* PROBLEMA PROPOSTO A: Extraia da página abaixo, sobre o poema "O mal se paga com o bem", o trecho que se inicia nas palavras que contêm "Esse carnaval eu" e se encerra em "um ótimo poeta.", sem alterar nada.

* PÁGINA:
..............................

O mal se paga com o bem

Esse carnaval eu passei, pela segunda vez, no Sítio do Bosco, um ótimo lugar no alto da serra em Tianguá, no Ceará, perfeito pra quem quer fugir do Créu, Xoxó, Eguinha Pocotó e merdas afins. Não bastasse encontrar de novo o mesmo lugar do ano passado, perfeitamente bem zelado como se eu tivesse ido ontem lá, este ano um cara que lá trabalha de nome Rafael chamou a atenção.

E além de se mostrar um sujeito atencioso, amistoso, esforçado e discreto, num dia em que estávamos já entrando na madrugada em meio a um papo descontraído e uma cervejinha (exceto pra mim xD), nós o convidamos para sentar conosco e tomar umas, e ele aproveitou a ocasião para se revelar também um ótimo poeta.

Eu transcrevo aqui o texto "O mal se paga com o bem", de autoria dele. Eu não pedi diretamente a permissão dele para fazê-lo, mas como ele já divulgou no Youtube e, bem, é um cara legal ^^ (e além disso estou creditando a autoria), imagino que ele não se importe.

UPDATE - 14/04/2010: De acordo com o leitor Silva Neto, que comentou este post, o poema é na verdade de autoria de o poeta paraibano Zé Laurentino - o que pode-se comprovar com uma pesquisa no Google. O poema é registrado e inclusive o autor tem uma cadeira na Academia Brasileira de Letras. Os links no comentário dele têm mais informações.

Quanto ao Rafael, agora estou em dúvida se realmente ouvi dele que ele era o autor, faz muito tempo e eu posso estar enganado: o que tenho certeza é que ele declamou ali pra gente a poesia, de cabeça, numa rodinha de conversa. Pode ele ter dito que era o autor, pode ter sido eu que entendi isso errado. A verdade é que eu não lembro mais...

Enfim, corrigindo a informação então, segue o poema com a autoria agora corretamente creditada.

Causos Nordestinos - O mal se paga com o bem
por Zé Laurentino
declamado por Rafael de Tianguá



Eu tinha necessidade
de ir inté a cidade
comprar umas bestera
Café, açúcar, balaio e um resto de piguaio
porque pobre não faz feira.

Quando eu fui foi num jumento
quando voltei, foi a pé
Lá de casa pra cidade
de légua são umas dez.

Na volta quando eu tava descansando
na sombra de uma ingazeira
escutei o roncar dum carro
no topete da ladeira

Eu pensei com meu botão:
eu acho que vou dar com a mão.
Se o dono for amiguinho,
Quem sabe ele vai me levar
e inté vai encurtar
a metade do caminho...

Era um carro de alto preço
por obra do satanás
desses que eu nem sei direito
adonde é a frente ou atrás...
Eu perguntei "dotô,
o senhor me leva até meu rancho
a mim fazendo um favor?
Eu ficava satisfeito
e inté pagava o senhor."

..............................

Trechos de um conjunto de dados de anotação de localização:
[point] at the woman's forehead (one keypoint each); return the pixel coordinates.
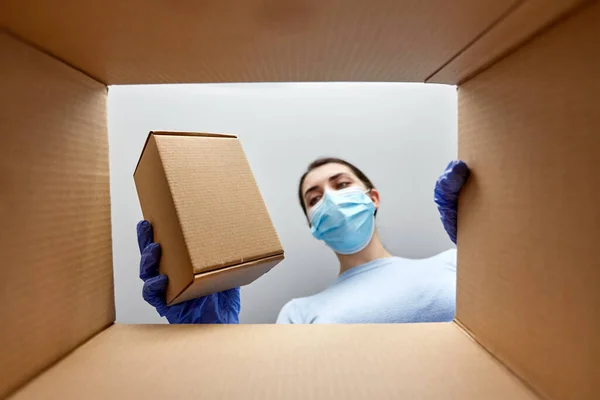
(320, 175)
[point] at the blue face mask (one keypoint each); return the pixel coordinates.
(344, 220)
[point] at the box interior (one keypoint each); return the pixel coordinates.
(527, 305)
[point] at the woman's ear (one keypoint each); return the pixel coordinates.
(374, 195)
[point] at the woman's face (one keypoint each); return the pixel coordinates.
(331, 176)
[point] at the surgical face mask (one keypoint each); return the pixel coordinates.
(344, 220)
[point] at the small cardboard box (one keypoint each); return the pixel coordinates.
(199, 193)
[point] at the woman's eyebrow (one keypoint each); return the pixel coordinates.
(331, 179)
(311, 189)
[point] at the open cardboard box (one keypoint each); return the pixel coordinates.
(528, 304)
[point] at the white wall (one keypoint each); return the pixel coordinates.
(401, 135)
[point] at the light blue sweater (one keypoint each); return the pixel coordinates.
(388, 290)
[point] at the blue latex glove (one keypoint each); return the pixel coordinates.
(217, 308)
(446, 192)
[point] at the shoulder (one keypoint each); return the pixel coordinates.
(296, 311)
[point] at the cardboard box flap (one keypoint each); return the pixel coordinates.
(529, 221)
(414, 361)
(55, 247)
(526, 19)
(142, 42)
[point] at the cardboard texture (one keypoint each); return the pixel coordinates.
(425, 361)
(529, 115)
(527, 18)
(139, 41)
(529, 221)
(200, 195)
(56, 289)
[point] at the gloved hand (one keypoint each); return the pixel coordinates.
(217, 308)
(446, 194)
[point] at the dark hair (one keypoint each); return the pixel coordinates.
(331, 160)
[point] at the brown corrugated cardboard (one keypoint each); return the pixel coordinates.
(527, 18)
(200, 195)
(56, 283)
(421, 361)
(529, 225)
(528, 275)
(140, 41)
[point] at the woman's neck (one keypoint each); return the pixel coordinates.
(373, 251)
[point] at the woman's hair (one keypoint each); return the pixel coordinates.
(331, 160)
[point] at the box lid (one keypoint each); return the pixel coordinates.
(221, 212)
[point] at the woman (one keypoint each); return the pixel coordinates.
(340, 203)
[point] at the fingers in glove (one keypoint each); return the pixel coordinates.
(145, 234)
(154, 291)
(450, 182)
(150, 261)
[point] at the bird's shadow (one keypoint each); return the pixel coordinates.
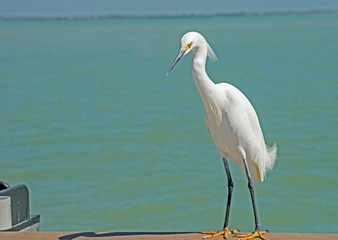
(114, 234)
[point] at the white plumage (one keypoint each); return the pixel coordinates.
(233, 125)
(231, 120)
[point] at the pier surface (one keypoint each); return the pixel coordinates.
(147, 236)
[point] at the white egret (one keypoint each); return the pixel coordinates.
(233, 125)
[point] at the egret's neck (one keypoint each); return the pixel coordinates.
(202, 81)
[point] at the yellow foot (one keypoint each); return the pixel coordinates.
(225, 232)
(255, 234)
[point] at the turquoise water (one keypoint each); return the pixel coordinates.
(106, 143)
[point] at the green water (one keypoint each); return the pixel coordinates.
(106, 143)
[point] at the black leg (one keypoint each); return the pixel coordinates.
(230, 188)
(252, 193)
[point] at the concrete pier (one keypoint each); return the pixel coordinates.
(147, 236)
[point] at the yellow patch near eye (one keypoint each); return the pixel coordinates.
(187, 46)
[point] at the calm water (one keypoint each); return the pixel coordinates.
(106, 143)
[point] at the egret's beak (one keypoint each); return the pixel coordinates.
(178, 57)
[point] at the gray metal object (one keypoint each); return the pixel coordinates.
(19, 215)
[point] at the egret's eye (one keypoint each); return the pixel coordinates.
(187, 46)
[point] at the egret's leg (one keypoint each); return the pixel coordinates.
(225, 232)
(257, 232)
(230, 188)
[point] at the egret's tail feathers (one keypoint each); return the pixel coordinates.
(211, 53)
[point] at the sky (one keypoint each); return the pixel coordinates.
(45, 8)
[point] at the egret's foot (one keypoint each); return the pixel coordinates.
(255, 234)
(225, 232)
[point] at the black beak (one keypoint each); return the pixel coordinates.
(178, 57)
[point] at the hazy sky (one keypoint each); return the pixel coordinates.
(153, 7)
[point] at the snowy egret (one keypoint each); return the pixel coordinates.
(233, 125)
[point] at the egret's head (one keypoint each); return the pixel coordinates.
(191, 41)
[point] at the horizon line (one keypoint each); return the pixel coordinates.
(178, 15)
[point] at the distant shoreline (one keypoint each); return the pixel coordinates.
(182, 15)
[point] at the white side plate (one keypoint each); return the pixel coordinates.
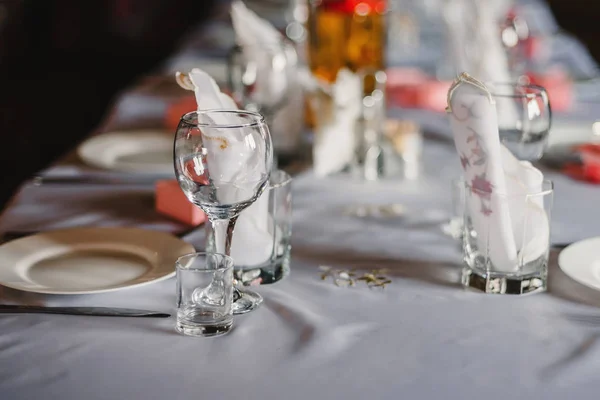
(135, 151)
(581, 262)
(89, 260)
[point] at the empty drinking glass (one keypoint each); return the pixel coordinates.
(524, 118)
(204, 294)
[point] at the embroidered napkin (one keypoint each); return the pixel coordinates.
(252, 241)
(511, 228)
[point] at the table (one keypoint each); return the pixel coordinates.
(422, 337)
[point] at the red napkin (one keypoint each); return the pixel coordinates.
(589, 168)
(172, 202)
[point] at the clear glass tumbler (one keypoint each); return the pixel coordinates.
(204, 294)
(524, 118)
(261, 245)
(506, 240)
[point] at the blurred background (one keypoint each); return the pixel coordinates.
(62, 62)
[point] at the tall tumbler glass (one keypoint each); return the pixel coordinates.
(266, 259)
(524, 118)
(506, 239)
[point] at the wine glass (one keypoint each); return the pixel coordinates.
(223, 160)
(524, 118)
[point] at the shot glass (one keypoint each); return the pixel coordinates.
(506, 240)
(204, 294)
(261, 244)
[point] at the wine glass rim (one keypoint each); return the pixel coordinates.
(227, 260)
(537, 90)
(257, 119)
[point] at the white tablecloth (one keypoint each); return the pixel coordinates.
(422, 337)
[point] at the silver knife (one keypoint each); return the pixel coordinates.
(89, 311)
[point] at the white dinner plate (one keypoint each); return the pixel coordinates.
(89, 260)
(581, 261)
(143, 151)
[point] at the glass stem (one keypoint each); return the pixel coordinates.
(223, 233)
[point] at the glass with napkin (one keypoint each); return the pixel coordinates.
(505, 196)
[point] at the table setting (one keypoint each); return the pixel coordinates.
(293, 205)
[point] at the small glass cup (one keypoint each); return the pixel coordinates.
(261, 245)
(506, 240)
(208, 311)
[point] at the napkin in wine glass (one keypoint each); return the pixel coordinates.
(252, 240)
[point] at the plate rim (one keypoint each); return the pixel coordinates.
(83, 153)
(189, 246)
(565, 253)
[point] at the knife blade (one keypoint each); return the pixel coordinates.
(88, 311)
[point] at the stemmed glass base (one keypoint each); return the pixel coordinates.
(245, 301)
(219, 239)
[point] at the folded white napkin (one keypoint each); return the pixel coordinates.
(272, 68)
(511, 228)
(474, 37)
(336, 109)
(252, 241)
(263, 52)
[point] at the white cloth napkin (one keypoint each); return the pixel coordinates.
(511, 228)
(336, 112)
(272, 66)
(252, 242)
(474, 37)
(262, 47)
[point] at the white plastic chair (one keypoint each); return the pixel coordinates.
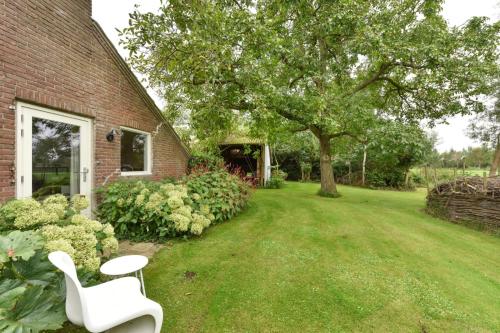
(114, 306)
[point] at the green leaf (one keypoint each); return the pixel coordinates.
(36, 310)
(10, 290)
(37, 270)
(19, 244)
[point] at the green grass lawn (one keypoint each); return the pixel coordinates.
(296, 262)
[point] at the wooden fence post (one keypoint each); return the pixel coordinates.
(427, 179)
(485, 183)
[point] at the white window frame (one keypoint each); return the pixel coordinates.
(149, 150)
(24, 115)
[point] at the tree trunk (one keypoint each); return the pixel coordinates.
(327, 180)
(496, 161)
(364, 166)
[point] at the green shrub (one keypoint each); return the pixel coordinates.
(224, 194)
(275, 182)
(31, 299)
(62, 227)
(277, 179)
(156, 210)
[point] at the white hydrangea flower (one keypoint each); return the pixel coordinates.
(139, 200)
(181, 222)
(79, 202)
(110, 244)
(184, 210)
(58, 199)
(60, 245)
(175, 202)
(108, 230)
(196, 228)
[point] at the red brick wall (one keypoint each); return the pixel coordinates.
(51, 54)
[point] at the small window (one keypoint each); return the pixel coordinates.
(135, 152)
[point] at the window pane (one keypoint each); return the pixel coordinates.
(56, 158)
(133, 151)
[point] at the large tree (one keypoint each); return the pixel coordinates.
(323, 66)
(486, 128)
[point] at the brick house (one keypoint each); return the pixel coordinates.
(72, 114)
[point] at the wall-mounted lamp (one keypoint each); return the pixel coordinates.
(111, 135)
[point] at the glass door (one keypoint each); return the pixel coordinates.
(53, 153)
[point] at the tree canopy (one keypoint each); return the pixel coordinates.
(330, 67)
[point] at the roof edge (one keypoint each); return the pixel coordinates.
(127, 71)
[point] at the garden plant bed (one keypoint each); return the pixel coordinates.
(296, 262)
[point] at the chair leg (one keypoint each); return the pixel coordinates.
(144, 324)
(142, 284)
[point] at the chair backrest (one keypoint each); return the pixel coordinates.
(74, 293)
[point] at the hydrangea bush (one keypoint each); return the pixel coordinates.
(62, 227)
(154, 210)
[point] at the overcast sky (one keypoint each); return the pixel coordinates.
(113, 14)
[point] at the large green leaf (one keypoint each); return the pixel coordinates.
(36, 310)
(19, 244)
(37, 270)
(10, 290)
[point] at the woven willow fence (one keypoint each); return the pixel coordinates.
(471, 199)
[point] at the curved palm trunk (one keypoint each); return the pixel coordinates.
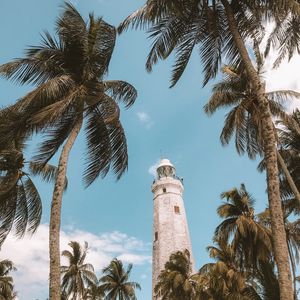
(277, 222)
(293, 270)
(288, 176)
(55, 216)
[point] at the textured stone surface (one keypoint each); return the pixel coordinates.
(170, 228)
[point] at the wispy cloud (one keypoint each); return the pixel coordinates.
(145, 119)
(30, 255)
(285, 76)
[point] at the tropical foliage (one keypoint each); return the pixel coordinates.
(79, 280)
(77, 274)
(231, 31)
(6, 281)
(254, 255)
(69, 72)
(115, 282)
(243, 264)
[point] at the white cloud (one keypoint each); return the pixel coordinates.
(152, 168)
(145, 119)
(30, 256)
(285, 77)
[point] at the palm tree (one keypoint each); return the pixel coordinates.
(289, 138)
(77, 275)
(20, 202)
(6, 281)
(250, 239)
(220, 28)
(69, 72)
(292, 229)
(223, 279)
(175, 280)
(115, 284)
(244, 119)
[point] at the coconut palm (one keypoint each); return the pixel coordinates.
(250, 239)
(77, 275)
(6, 281)
(223, 279)
(94, 292)
(115, 282)
(293, 237)
(244, 119)
(289, 138)
(69, 70)
(175, 280)
(220, 30)
(20, 202)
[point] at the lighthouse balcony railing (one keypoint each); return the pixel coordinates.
(174, 177)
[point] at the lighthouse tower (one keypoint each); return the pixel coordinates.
(170, 228)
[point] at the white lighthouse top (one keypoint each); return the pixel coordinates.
(165, 169)
(164, 162)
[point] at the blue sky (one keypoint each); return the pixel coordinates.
(163, 122)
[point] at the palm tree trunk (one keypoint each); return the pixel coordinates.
(293, 269)
(277, 222)
(288, 176)
(55, 216)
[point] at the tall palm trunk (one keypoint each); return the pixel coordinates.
(55, 216)
(277, 222)
(293, 269)
(288, 176)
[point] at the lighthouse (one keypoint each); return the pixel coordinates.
(170, 228)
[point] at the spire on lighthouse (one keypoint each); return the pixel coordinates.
(170, 228)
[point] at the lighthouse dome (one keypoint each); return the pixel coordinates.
(165, 169)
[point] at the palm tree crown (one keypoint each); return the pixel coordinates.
(6, 281)
(77, 275)
(115, 282)
(174, 281)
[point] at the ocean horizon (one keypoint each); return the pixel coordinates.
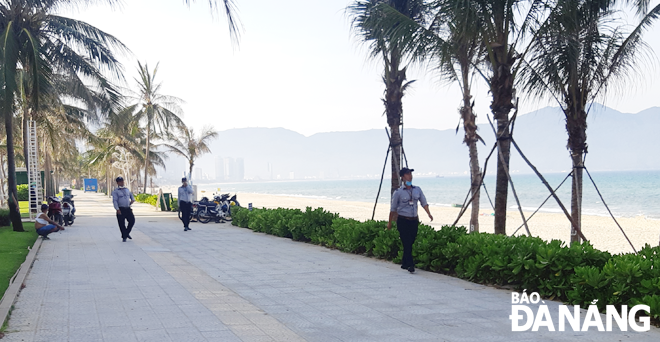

..............................

* PROBLEMA PROPOSTO B: Conte quantas linhas dos registros acima contêm a palavra "blue", levando em conta a diferença entre maiúsculas e minúsculas, e responda apenas com o número.

* RESPOSTA CORRETA A:
Esse carnaval eu passei, pela segunda vez, no Sítio do Bosco, um ótimo lugar no alto da serra em Tianguá, no Ceará, perfeito pra quem quer fugir do Créu, Xoxó, Eguinha Pocotó e merdas afins. Não bastasse encontrar de novo o mesmo lugar do ano passado, perfeitamente bem zelado como se eu tivesse ido ontem lá, este ano um cara que lá trabalha de nome Rafael chamou a atenção.

E além de se mostrar um sujeito atencioso, amistoso, esforçado e discreto, num dia em que estávamos já entrando na madrugada em meio a um papo descontraído e uma cervejinha (exceto pra mim xD), nós o convidamos para sentar conosco e tomar umas, e ele aproveitou a ocasião para se revelar também um ótimo poeta.

* RESPOSTA CORRETA B: 4